(Stored data)
- - - - -
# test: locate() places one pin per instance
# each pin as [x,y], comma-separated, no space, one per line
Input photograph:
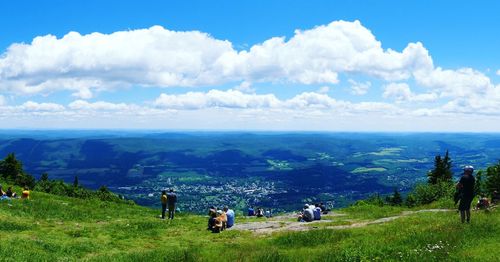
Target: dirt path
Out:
[284,223]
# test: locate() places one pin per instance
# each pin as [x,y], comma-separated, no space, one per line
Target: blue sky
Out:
[332,75]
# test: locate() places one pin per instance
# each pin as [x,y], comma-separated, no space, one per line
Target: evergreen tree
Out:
[410,200]
[396,198]
[442,170]
[11,169]
[44,177]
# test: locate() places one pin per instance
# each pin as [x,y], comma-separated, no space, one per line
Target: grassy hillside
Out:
[53,228]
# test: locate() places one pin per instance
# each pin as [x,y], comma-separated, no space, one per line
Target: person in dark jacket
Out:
[466,187]
[171,201]
[163,199]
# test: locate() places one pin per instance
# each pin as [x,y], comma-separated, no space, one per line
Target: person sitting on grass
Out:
[230,216]
[260,212]
[212,209]
[10,193]
[317,212]
[223,218]
[163,199]
[171,201]
[26,193]
[212,215]
[482,203]
[306,215]
[251,212]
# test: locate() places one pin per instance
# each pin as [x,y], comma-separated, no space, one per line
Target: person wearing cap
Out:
[466,187]
[171,201]
[230,216]
[163,199]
- - - - -
Output each record above exactly as it stands, excluding all pictures.

# EXERCISE RESULT:
# test: locate() places one pin per instance
# each pin as [x,y], comma-separated, no space, one per line
Input photograph:
Target: dirt path
Out:
[284,223]
# test: locate() places one pin per instance
# each pin as [x,y], comma-separated, no space, one per line
Target: blue sky
Out:
[332,75]
# test: locate() places one pin per instance
# each pin as [x,y], comma-separated, no space, one per line
Target: evergreen tree
Out:
[410,200]
[396,198]
[442,170]
[11,169]
[44,177]
# test: locate() places one pin per instance
# each pin as [x,y], comma-separated, no space, one per line
Target: grassy hillside
Out:
[53,228]
# test: locate() places one pin per instance
# each pin as [x,y], comma-separated, no space, one per line
Target: person in dark jacket
Out:
[466,187]
[171,201]
[163,199]
# test: locate() places one pin per instance
# each pin as [x,y], comma-separated, no space, one per line
Target: person sitting on grass
Out:
[230,216]
[260,212]
[212,209]
[10,193]
[317,212]
[223,218]
[163,199]
[171,201]
[26,193]
[212,215]
[482,203]
[306,215]
[251,212]
# test: locate() places one pin per instance
# each pin as [x,y], comma-separated, no space, one per line
Target: person wearing cap
Out:
[466,187]
[171,201]
[230,216]
[163,199]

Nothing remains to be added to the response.